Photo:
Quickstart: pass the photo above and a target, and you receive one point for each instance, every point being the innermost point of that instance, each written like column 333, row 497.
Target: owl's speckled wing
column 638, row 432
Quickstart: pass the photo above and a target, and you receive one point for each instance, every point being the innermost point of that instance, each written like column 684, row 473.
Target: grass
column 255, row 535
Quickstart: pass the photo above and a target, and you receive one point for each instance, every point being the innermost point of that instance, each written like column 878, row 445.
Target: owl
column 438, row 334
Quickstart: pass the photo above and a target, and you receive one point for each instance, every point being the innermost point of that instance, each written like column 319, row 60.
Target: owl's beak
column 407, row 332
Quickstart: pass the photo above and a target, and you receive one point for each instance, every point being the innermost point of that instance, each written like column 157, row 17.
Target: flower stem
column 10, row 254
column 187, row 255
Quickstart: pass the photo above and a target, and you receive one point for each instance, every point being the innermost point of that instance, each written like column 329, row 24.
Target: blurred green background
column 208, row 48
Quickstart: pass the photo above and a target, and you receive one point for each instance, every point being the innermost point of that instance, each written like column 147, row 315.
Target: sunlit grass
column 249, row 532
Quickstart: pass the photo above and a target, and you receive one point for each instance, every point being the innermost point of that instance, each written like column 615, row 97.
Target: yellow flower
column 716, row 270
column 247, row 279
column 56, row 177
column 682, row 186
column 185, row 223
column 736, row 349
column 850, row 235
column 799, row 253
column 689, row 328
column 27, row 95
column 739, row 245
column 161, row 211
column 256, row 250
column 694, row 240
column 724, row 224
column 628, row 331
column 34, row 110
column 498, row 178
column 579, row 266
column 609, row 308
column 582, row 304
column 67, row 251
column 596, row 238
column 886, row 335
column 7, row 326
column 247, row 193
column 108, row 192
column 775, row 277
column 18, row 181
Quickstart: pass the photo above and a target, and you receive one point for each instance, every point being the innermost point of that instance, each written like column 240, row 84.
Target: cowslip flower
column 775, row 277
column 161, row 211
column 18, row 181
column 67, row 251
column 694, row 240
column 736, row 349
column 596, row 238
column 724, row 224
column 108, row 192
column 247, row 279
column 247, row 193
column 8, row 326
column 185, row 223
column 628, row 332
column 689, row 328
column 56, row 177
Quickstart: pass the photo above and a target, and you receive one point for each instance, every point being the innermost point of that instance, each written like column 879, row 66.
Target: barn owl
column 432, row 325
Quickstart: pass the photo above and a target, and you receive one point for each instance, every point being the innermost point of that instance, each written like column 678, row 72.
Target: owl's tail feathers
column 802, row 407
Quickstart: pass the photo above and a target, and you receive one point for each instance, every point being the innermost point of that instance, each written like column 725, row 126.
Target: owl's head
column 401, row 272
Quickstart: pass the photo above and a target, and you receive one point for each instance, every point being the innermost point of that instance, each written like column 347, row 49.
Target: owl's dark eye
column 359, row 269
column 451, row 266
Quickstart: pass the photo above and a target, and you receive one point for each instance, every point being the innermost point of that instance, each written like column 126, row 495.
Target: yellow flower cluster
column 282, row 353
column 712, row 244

# WHAT YOU WILL DO:
Rewrite all of the data above, replacing each "innermost" with "most central" and leaving everything else as it is.

# SOLUTION FOR THIS PROBLEM:
Photo:
Quickstart: pass the photo above and a target, and you receive one point for each instance, every point being the most central point of that instance, each written like column 333, row 497.
Target: owl's speckled wing
column 638, row 432
Quickstart: pass the photo above and a target, and you receive one point for each instance, every point being the most central point of that instance, each written like column 684, row 473.
Target: grass
column 255, row 535
Quickstart: pass the photo above and a target, and you receive one point for each instance, every point being the most central point of that instance, each written like column 878, row 445.
Target: owl
column 438, row 334
Quickstart: pass the photo above and a target, and you receive one point for each instance, every point being the most central point of that instance, each written like column 319, row 60.
Target: owl's beak
column 407, row 332
Quickstart: pass the photo above and a target, and you receive one point for each instance, every point being the most central point of that instance, each written like column 157, row 17.
Target: flower stem
column 10, row 254
column 187, row 255
Quickstart: pass the photo above and a target, and you receive one point for each instance, every point being the most central point of that instance, each written like column 329, row 24.
Target: blurred green background
column 208, row 48
Quickstart: pass the photo above and a target, and you receive one point for each instance, every point being the most central point of that instance, each written like column 147, row 315.
Target: sunlit grass
column 249, row 532
Quickstart: pass the photo above and a target, and you receive one point for each instance, every point being the most central point of that instance, each written like column 615, row 97.
Target: yellow flower
column 716, row 270
column 247, row 279
column 56, row 177
column 682, row 186
column 185, row 223
column 736, row 349
column 850, row 235
column 799, row 253
column 689, row 328
column 27, row 95
column 739, row 245
column 161, row 211
column 256, row 250
column 694, row 240
column 724, row 224
column 628, row 331
column 34, row 110
column 498, row 178
column 579, row 266
column 609, row 308
column 582, row 304
column 67, row 251
column 596, row 238
column 886, row 335
column 7, row 326
column 247, row 193
column 108, row 192
column 775, row 277
column 18, row 181
Quickstart: pass the photo above and a target, and you receive one point for each instance, every point being the most central point of that instance, each written like column 240, row 84.
Target: cowslip flower
column 775, row 277
column 161, row 211
column 18, row 181
column 67, row 251
column 694, row 240
column 736, row 349
column 596, row 238
column 724, row 224
column 108, row 192
column 247, row 279
column 247, row 193
column 8, row 326
column 185, row 223
column 628, row 332
column 689, row 328
column 56, row 177
Quickstart: pass the photo above and a target, and you receive one point for each instance, every point being the most central point of that instance, each written like column 879, row 66.
Target: barn owl
column 432, row 325
Quickstart: pass the photo above and a target, and you receive one point for each instance, every point being the most central point of that instance, each written like column 678, row 72.
Target: owl's tail feathers
column 802, row 407
Quickstart: pass the photo above and a target, and you receive one point for each instance, every point being the most central point of that instance, each written like column 725, row 126.
Target: owl's head
column 401, row 272
Quickstart: pass the photo above and a target, and you receive one point for each instance, every point being the most central point of that instance, each written like column 347, row 49.
Target: owl's dark eye
column 359, row 269
column 451, row 266
Quickstart: pass the photo above and a target, and you receive one point for each instance, every point being the most central point of that instance, each written like column 126, row 495.
Target: yellow flower cluster
column 282, row 353
column 712, row 244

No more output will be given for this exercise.